One topic that came across a few times is the relationship between Grace and Karma. Since today is Veterans Day and most of us think of selfless service when we think about the Veteran population and what they have done for our country, I feel inspired to write about it. 

Afterall, acting in Grace really means acting in self-less service. It’s outside of the Karma wheel.

Whether or not you practice religion of any sort, most of us have heard the story of Adam and Eve, the apple, and original sin. 

“Original sin”

The Christian tradition teaches that we are born of sin and cannot escape it. We will always be sinners. Jesus died for our sins so we can be saved.

What in the WORLD does that mean? 

As a young girl in Catholic school this sounded incredibly daunting. The art and wall hangings at school and church looked dark and ominous. The music was heavy and full of what seemed like cryptic messages. I thought I would burn in hell for all eternity if I didn’t repent for fighting with my brothers. Jesus died for me to be here, wasn’t I grateful? How dare I sin?

These tenets are a lot for anyone to grasp. So many of us don’t and eventually either mentally or physically check out of the church. Those who do not check-out and spend their days on their knees with the rosary are likely not faring any better, however I think the idea is that they will go to heaven by suffering now. 

Heaven is everlasting peace. It is a way out of this world of suffering. But escaping Karma and the wheel of action that creates action is not about suffering. In fact, suffering keeps you trapped in the Karmic circle.

I am using the word “Suffering” for lack of a better word to include any unpleasant feeling that you would rather not have. Suffering is the word that the Hindu and Buddhist traditions use in their texts to describe this sentiment. A chief principle of these teachings is that suffering can be eliminated through non-attachment.   

Non-attachment is another term to pause at.

What is Non-Attachment?Non-attachment means moving through life without letting things, people, or places have such a hold on you that you make wrong choices. Don’t Let Things Own You. No one’s perfect

Non-suffering takes place when we become unattached to any outcome of our actions whether or not those expected outcomes are good or bad. Non-attachment is to accept that being here on earth, in the flesh, enjoying the sunshine, enjoying taste, sight, sound, and anything else our 5 senses can enjoy WILL including suffering, hurt, let down, mistakes – a big ol’ hot ugly mess! Non-attachment means to take it all in as it happens. Let it go when the moment passes. Be in the next moment as that one happens – and accept that one too. 

Unpleasant experiences are to be expected. Doing something to avoid any type of suffering will only cause more suffering because you are doing something with the expectation of feeling a certain way. This is the same (other side of the coin) as doing things to feel good, because doing something to feel good is an attachment to the outcome too and an attempt to not feel “bad”. 

Non-attachment allows feelings to pass. Accepting this and doing the right thing no matter what all of the time is Grace. 

Grace does not mean being a doormat. Grace does not mean putting forth effort where it is not received or is fruitless. 

 “Fruitless”

Fruitless as in a tree that is not bearing fruit. When there are other trees nearby to nurture and prune, it is literally fruitless to put forth pruning effort. It is not to say you should rip it out and kill it (unless it’s killing something else that is alive since you are the gardener). It is to say if you spend 4 hours pruning the fruitless tree and become too tired to tend to the fruit bearing ones, no good service was done. 

Being fruitful is to use our energy in ways that will move life around us positively, remembering what serves the purpose of greater good vs. what is a fruitless.

Listed records:

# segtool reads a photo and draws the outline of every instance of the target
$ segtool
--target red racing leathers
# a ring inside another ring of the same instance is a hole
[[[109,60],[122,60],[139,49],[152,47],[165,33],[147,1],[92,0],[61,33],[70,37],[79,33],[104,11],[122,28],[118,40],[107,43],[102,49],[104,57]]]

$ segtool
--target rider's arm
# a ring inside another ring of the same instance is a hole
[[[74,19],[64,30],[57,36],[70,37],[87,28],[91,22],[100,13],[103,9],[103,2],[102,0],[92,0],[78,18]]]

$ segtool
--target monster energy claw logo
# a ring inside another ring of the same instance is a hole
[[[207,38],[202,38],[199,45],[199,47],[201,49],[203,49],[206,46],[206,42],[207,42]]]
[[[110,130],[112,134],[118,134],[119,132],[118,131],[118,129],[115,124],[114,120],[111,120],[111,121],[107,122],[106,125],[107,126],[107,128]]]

Task instructions:
(a) From the post on Grace and Karma, extract word for word the part that opens with the words "What in the" and closes with "by suffering now.".
(b) Answer these questions using the post on Grace and Karma:
(i) What day does the writer say today is?
(ii) Which two traditions use the word "Suffering" in their texts?
(iii) How many hours of pruning the fruitless tree does the post mention?
Work from the post on Grace and Karma alone, and leave the rows aside.

Complete answers:
(a)
What in the WORLD does that mean? 

As a young girl in Catholic school this sounded incredibly daunting. The art and wall hangings at school and church looked dark and ominous. The music was heavy and full of what seemed like cryptic messages. I thought I would burn in hell for all eternity if I didn’t repent for fighting with my brothers. Jesus died for me to be here, wasn’t I grateful? How dare I sin?

These tenets are a lot for anyone to grasp. So many of us don’t and eventually either mentally or physically check out of the church. Those who do not check-out and spend their days on their knees with the rosary are likely not faring any better, however I think the idea is that they will go to heaven by suffering now.

(b)
(i) Veterans Day
(ii) The Hindu and Buddhist traditions
(iii) 4 hours